Source data:
"""

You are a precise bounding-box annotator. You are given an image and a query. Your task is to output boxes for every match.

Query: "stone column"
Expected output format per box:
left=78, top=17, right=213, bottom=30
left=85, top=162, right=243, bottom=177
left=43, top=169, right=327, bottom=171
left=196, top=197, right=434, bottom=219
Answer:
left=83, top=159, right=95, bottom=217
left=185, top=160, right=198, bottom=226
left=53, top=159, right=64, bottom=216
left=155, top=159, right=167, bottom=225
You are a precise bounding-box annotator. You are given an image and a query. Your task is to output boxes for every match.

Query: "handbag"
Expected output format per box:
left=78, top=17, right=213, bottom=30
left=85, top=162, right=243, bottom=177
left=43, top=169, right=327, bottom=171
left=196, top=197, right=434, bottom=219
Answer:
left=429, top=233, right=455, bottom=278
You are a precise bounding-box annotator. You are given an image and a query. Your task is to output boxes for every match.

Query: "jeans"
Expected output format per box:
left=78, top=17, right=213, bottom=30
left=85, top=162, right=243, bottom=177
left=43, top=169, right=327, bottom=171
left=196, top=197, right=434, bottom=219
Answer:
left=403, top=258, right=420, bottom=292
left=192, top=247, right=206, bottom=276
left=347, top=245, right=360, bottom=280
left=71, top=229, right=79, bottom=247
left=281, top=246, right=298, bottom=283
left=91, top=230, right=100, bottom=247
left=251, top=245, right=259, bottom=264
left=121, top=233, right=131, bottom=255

"""

Prompt:
Transcribe every record above word for word.

Expected answer:
You are a precise bounding-box annotator. You are given an image and a query. Your task is to output boxes for every match.

Query: "stone column"
Expected output format per box:
left=78, top=17, right=213, bottom=30
left=85, top=162, right=243, bottom=177
left=43, top=169, right=327, bottom=171
left=196, top=197, right=434, bottom=219
Answer:
left=83, top=159, right=95, bottom=217
left=185, top=160, right=198, bottom=226
left=53, top=159, right=64, bottom=216
left=155, top=159, right=167, bottom=225
You are a precise bounding-box annotator. You are given an image and a query. Your task is to output boxes for every match.

Query: "handbag"
Expected output format per box:
left=78, top=17, right=213, bottom=30
left=85, top=162, right=243, bottom=177
left=43, top=169, right=327, bottom=171
left=196, top=197, right=434, bottom=219
Answer:
left=429, top=233, right=455, bottom=278
You are a precise bounding-box annotator. You are given an image and a query. Your task is to output boxes for every match.

Query: "jeans"
Expected output format per box:
left=78, top=17, right=213, bottom=30
left=85, top=162, right=243, bottom=177
left=43, top=169, right=327, bottom=171
left=196, top=197, right=434, bottom=219
Answer:
left=403, top=258, right=420, bottom=292
left=192, top=247, right=206, bottom=276
left=347, top=245, right=360, bottom=280
left=71, top=229, right=79, bottom=247
left=281, top=246, right=298, bottom=283
left=91, top=230, right=100, bottom=247
left=251, top=245, right=259, bottom=264
left=121, top=233, right=131, bottom=255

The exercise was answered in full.